> [PROBLEM DESCRIPTION] List each line in the material below that contains the string "instance".

------------------------

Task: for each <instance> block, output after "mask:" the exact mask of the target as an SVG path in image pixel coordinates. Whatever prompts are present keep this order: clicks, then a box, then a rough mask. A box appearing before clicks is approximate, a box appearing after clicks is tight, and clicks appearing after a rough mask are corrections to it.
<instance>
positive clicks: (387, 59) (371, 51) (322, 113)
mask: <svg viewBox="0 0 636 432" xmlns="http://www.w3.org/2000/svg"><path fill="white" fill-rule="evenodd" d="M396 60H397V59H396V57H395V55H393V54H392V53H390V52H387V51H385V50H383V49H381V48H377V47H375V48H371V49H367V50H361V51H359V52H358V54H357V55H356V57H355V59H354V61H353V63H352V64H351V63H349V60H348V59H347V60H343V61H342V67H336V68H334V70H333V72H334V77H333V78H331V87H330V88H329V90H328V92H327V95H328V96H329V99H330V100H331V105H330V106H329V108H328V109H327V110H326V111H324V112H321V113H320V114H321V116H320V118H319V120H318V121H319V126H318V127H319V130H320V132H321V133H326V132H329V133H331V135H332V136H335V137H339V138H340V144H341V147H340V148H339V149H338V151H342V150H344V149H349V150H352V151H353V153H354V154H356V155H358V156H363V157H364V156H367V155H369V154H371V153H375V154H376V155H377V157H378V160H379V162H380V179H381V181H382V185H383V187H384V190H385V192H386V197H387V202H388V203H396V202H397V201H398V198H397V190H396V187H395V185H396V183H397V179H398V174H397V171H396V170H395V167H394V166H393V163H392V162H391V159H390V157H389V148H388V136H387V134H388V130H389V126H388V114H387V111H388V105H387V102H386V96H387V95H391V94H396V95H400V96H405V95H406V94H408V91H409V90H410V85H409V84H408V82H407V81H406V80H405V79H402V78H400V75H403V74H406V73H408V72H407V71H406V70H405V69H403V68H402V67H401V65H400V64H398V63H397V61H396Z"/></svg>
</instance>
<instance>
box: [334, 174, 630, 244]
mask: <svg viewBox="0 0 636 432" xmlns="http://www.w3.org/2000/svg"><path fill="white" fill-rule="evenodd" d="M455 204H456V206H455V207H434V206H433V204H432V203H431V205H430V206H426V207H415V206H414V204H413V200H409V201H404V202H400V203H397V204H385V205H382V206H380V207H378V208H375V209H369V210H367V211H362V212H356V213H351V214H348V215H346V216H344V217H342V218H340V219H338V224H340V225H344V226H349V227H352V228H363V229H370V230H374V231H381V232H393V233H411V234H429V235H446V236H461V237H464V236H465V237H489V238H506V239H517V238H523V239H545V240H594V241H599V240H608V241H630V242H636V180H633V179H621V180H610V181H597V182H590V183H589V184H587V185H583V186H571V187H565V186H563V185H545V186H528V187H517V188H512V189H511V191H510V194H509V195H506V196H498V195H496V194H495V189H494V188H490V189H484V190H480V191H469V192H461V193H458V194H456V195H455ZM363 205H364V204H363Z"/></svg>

------------------------

> [FINISHED EXERCISE]
Task: for each <instance> block, output after "mask:" the exact mask of the target as an SVG path in image pixel coordinates. Whatever prompts are present keep this order: clicks, then a box, then a rough mask. A box appearing before clicks is approximate, a box appearing after clicks is tight, and clicks appearing after a rough mask are corrections to it.
<instance>
</instance>
<instance>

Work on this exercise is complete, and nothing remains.